::: Task input

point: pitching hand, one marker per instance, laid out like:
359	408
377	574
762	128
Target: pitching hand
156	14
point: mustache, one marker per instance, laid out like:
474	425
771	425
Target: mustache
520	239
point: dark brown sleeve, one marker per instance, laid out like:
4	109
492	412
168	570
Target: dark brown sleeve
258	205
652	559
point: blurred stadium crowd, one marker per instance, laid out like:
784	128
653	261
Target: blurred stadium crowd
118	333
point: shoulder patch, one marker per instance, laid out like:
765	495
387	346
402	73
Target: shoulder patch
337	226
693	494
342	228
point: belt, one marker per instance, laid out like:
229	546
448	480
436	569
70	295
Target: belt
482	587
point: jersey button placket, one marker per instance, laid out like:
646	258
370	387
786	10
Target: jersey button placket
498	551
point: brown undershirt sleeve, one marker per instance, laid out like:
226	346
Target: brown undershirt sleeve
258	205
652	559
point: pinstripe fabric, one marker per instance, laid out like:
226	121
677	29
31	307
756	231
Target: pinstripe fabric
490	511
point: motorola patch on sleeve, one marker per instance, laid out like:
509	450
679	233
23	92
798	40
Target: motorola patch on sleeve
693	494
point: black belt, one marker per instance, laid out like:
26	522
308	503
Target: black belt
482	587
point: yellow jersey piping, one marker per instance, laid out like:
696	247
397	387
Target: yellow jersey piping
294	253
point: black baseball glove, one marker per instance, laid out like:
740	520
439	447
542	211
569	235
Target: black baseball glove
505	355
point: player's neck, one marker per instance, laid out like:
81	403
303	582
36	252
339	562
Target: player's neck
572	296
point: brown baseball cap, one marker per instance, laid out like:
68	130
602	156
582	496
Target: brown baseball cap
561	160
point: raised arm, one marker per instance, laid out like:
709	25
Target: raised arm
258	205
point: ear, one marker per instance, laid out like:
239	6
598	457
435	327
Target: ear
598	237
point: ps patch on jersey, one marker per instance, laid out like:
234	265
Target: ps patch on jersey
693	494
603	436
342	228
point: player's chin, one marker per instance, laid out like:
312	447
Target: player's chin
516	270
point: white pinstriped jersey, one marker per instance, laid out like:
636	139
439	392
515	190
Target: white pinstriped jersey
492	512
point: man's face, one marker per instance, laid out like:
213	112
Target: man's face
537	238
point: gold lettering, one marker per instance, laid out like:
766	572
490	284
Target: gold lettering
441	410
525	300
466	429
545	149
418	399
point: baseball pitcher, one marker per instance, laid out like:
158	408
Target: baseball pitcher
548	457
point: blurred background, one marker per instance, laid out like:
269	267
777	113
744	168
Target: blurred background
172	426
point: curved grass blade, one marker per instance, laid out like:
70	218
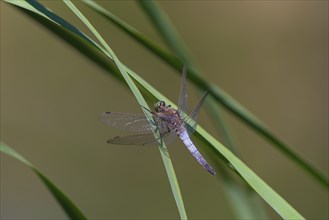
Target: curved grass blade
217	93
237	196
69	207
163	150
268	194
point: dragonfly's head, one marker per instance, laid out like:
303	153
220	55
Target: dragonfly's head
160	106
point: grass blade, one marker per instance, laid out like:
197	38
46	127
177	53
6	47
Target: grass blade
69	207
165	157
218	94
268	194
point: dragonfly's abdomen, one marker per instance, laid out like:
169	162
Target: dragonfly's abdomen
194	151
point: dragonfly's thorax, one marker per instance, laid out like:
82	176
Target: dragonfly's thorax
169	115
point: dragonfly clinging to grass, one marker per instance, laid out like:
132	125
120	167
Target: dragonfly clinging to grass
168	121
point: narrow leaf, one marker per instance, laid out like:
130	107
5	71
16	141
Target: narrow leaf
69	207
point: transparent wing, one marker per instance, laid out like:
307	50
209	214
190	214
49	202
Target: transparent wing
126	121
136	123
182	101
135	139
142	139
190	121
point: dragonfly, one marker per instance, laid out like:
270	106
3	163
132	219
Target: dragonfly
168	121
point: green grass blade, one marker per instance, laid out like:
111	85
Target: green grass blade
268	194
219	95
165	156
69	207
238	197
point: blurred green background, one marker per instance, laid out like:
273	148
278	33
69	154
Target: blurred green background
271	56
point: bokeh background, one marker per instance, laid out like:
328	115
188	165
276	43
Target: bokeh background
271	56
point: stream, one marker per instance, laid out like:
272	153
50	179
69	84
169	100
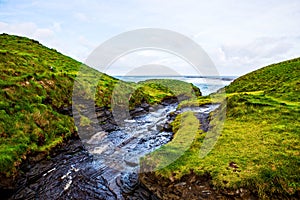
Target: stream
107	166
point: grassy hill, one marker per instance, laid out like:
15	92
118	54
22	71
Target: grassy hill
259	146
36	96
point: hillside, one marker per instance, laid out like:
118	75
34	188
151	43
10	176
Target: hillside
257	152
36	98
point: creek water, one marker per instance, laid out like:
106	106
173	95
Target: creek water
107	166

::::::

Goal: Write the entries above out in full, exactly, with no images.

Solution for this problem:
point: pitching hand, one marker per instance, laid out like:
359	408
377	574
762	128
Target: pitching hand
156	14
point: mustache, one marker per instance, laid out like:
474	425
771	425
Target: mustache
520	239
point: dark brown sleeve, one marker per instance, laid out like:
4	109
492	412
168	570
Target: dark brown sleeve
258	205
652	559
point: blurred stadium crowd, one marker per instance, laid out like:
784	128
653	261
Target: blurred stadium crowd
118	333
point: shoulder patch, one marker per instance, laid out like:
765	495
387	346
402	73
Target: shoulder patch
337	226
693	494
342	228
point: belt, one marker per instance, laid out like:
229	546
448	480
436	569
70	295
Target: belt
482	587
point: jersey button placket, one marker per instance, laid out like:
646	258
370	387
786	10
Target: jersey button placket
498	551
point: brown undershirt sleeve, one marker per instance, laid out like:
226	346
Target: brown undershirt sleeve
258	205
652	559
point: pinstripe fabric, one marker per instance, laid out like:
226	121
677	29
31	307
756	231
Target: pinstripe fabric
490	511
point: motorola patch on sleeve, one marker per instance, laid out like:
509	450
679	233
23	92
798	40
Target: motorola patch on sleeve
693	494
point: black belt, one marker per instance, laid out like:
26	522
308	503
Target: black belt
482	587
point: yellow jersey piping, one marker per instance, laid out like:
696	247
397	387
Target: yellow jersey piping
294	253
point: black baseball glove, one marker per instance, laid out like:
740	520
439	447
542	211
569	235
Target: black baseball glove
505	355
point: player's neck, one marker per instance, laid out like:
81	403
303	582
36	252
339	562
Target: player's neck
572	296
point: brown baseball cap, one marker per instance, laid out like:
68	130
602	156
582	496
Target: brown baseball cap
561	160
point: raised arm, one marker per instance, laid out like:
709	25
Target: raised arm
258	205
point: ear, one marker per instance, laid out like:
239	6
598	457
435	327
Target: ear
598	237
point: ps patch on jersey, one marker per instance, laid out like:
234	265
Target: ps patch on jersey
693	494
603	436
342	228
point: player's chin, one marker per instance, laid out like:
312	447
Target: player's chin
516	270
point: white pinstriped jersey, one marker per instance, laid out like:
636	139
439	392
515	190
Target: white pinstriped jersey
492	512
point: man's face, one marker per instance, laid out like:
213	112
Target: man's face
537	238
point: gold lettering, one marker per instance, laid out like:
766	572
490	284
Target: gold lettering
441	410
525	300
466	429
545	149
418	399
point: baseball pitcher, one marker per instance, laid out like:
158	408
Target: baseball pitcher
548	457
point: blurred background, one marker per instance, laid out like:
269	267
777	113
744	168
Target: blurred background
172	426
point: curved grass blade, one marker per instance, laid out like:
70	218
Target: curved grass blade
217	93
237	196
69	207
163	150
268	194
point: dragonfly's head, one marker per instance, laid out like:
303	153
220	55
Target: dragonfly's head
160	106
point: grass blade, one marker per instance, laid out like:
197	38
46	127
177	53
6	47
Target: grass blade
69	207
165	157
218	94
268	194
point: dragonfly's abdomen, one marker per instance, laid out like:
169	162
Target: dragonfly's abdomen
194	151
point: dragonfly's thorax, one marker per instance, laid out like:
82	176
Target: dragonfly's thorax
169	115
point: dragonfly clinging to grass, one marker per instance, laid out like:
132	125
120	167
Target: dragonfly clinging to grass
168	121
point: narrow leaf, one marker per instance, laid out like:
130	107
5	71
16	141
Target: narrow leaf
69	207
point: transparent wing, one marker per instance, laid out like:
307	50
209	214
190	214
49	202
Target: transparent wing
126	121
136	123
182	101
135	139
142	139
190	121
point: dragonfly, one marker per instance, laid out like:
270	106
3	163
132	219
Target: dragonfly
168	121
point: green grass blade, one marker per instance, laid out like:
111	85
Target: green grass blade
268	194
219	95
165	156
69	207
238	197
point: blurred green background, one marker per instance, laid out like:
273	148
278	33
69	154
Target: blurred green background
271	56
point: bokeh background, one marker per instance, laid out like:
328	115
188	165
276	43
Target: bokeh background
271	56
point: stream, one marker per instance, laid out like:
272	153
50	179
69	84
169	100
Target: stream
107	166
point: grassy hill, one marker per instance, laid out like:
15	92
118	54
22	71
Target: grassy hill
259	146
36	96
point: hillside, one marker per instance, laid out like:
118	75
34	188
151	43
10	176
Target: hillside
257	152
36	98
point: creek water, one marker per instance, laid out like:
106	106
173	95
Target: creek water
107	166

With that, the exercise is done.